Source extract:

'''

Polyamine oxidase is another FAD-dependent amine oxidase which
oxidatively deaminates spermine and spermidine. SSAO/VAP-1 belongs
to the second family which is dependent on copper and uses other
co-factors apart from FAD, such as an oxidized tyrosine residue
(abbreviated as TPQ or LTQ). MAO and SSAO/VAP-1 oxidatively
deaminate some common substrates which includes the monoamines such
dopamine, tyramine and benzylamine SSAO/VAP-1 also oxidizes
endogenous methylamine and aminoacetone.
[0004] Some of these enzymes were originally defined by the ability
of certain compounds to inhibit the enzymatic activity thereof. For
example MAO-A is selectively inhibited by clorgyline, MAO-B by
L-deprenyl, while neither clorgyline nor L-deprenyl can inhibit the
amine oxidase activity of SSAO/VAP-1. SSAO/VAP-1 can be inhibited
by semicarbazide, hence the name semicarbazide sensitive amine
oxidase.
[0005] SSAO/VAP-1 is an ectoenzyme containing a very short
cytoplasmic tail, a single transmembrane domain, and a large,
highly glycosylated extracellular domain which contains the active
center for the amine oxidase activity. SSAO/VAP-1 is also present
in a soluble form circulating in the plasma of some animals. It has
been shown that this form is a cleaved product of membrane-bound
SSAO/VAP-1.
[0006] SSAO/VAP-1 appears to have two physiological functions: the
first is the amine oxidase activity mentioned above and the second
is cell adhesion activity. Both activities are associated with
inflammatory processes. SSAO/VAP-1 was shown to play an important
role in extravasation of inflammatory cells from the circulation to
sites of inflammation (Salmi M. and Jalkanen S., VAP-1: an adhesin
and an enzyme. Trends Immunol. 2001, 22, 211-216). VAP-1 antibodies
have been demonstrated to attenuate inflammatory processes by
blocking the adhesion site of the SSAO/VAP-1 protein and, together
with a substantial body of evidence of in vitro and in vivo
knockouts, it is now clear that SSAO/VAP-1 is an important cellular
mediator of inflammation. Transgenic mice lacking SSAO/VAP-1 show
reduced adhesion of leukocytes to endothelial cells, reduced
lymphocyte homing to the lymph nodes and a concomitant attenuated
inflammatory response in a peritonitis model. These animals were
otherwise healthy, grew normally, were fertile, and examination of
various organs and tissues showed the normal phenotype.
Furthermore, inhibitors of the amine oxidase activity of SSAO/VAP-1
have been found to interfere with leukocyte rolling, adhesion and
extravasation and, similar to SSAO/VAP-1 antibodies, exhibit
anti-inflammatory properties.
[0007] Inflammation is the first response of the immune system to
infection or irritation. The migration of leukocytes from the
circulation into tissues is essential for this process.

'''

Raw data:

'''

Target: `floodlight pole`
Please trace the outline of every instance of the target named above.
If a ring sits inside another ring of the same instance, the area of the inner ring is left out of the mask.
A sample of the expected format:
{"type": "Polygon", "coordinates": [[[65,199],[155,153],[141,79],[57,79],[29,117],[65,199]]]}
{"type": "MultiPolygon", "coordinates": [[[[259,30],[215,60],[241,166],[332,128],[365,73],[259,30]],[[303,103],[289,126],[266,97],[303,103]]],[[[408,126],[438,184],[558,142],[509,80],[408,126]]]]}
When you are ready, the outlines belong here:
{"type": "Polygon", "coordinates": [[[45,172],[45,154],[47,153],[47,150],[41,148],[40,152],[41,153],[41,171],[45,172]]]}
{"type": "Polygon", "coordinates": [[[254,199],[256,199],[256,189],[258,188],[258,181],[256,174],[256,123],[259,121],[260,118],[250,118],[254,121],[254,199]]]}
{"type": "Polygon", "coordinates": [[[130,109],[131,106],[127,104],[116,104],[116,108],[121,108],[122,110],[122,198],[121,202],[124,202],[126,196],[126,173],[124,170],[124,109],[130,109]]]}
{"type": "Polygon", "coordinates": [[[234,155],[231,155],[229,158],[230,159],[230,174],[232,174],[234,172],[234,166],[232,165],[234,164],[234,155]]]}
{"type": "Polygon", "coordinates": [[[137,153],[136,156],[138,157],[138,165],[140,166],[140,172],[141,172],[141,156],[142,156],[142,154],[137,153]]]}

'''

What you will do: From the SSAO/VAP-1 passage above, reproduce word for word the stretch starting at "Furthermore, inhibitors of" and ending at "for this process.".

Answer to this problem:
Furthermore, inhibitors of the amine oxidase activity of SSAO/VAP-1
have been found to interfere with leukocyte rolling, adhesion and
extravasation and, similar to SSAO/VAP-1 antibodies, exhibit
anti-inflammatory properties.
[0007] Inflammation is the first response of the immune system to
infection or irritation. The migration of leukocytes from the
circulation into tissues is essential for this process.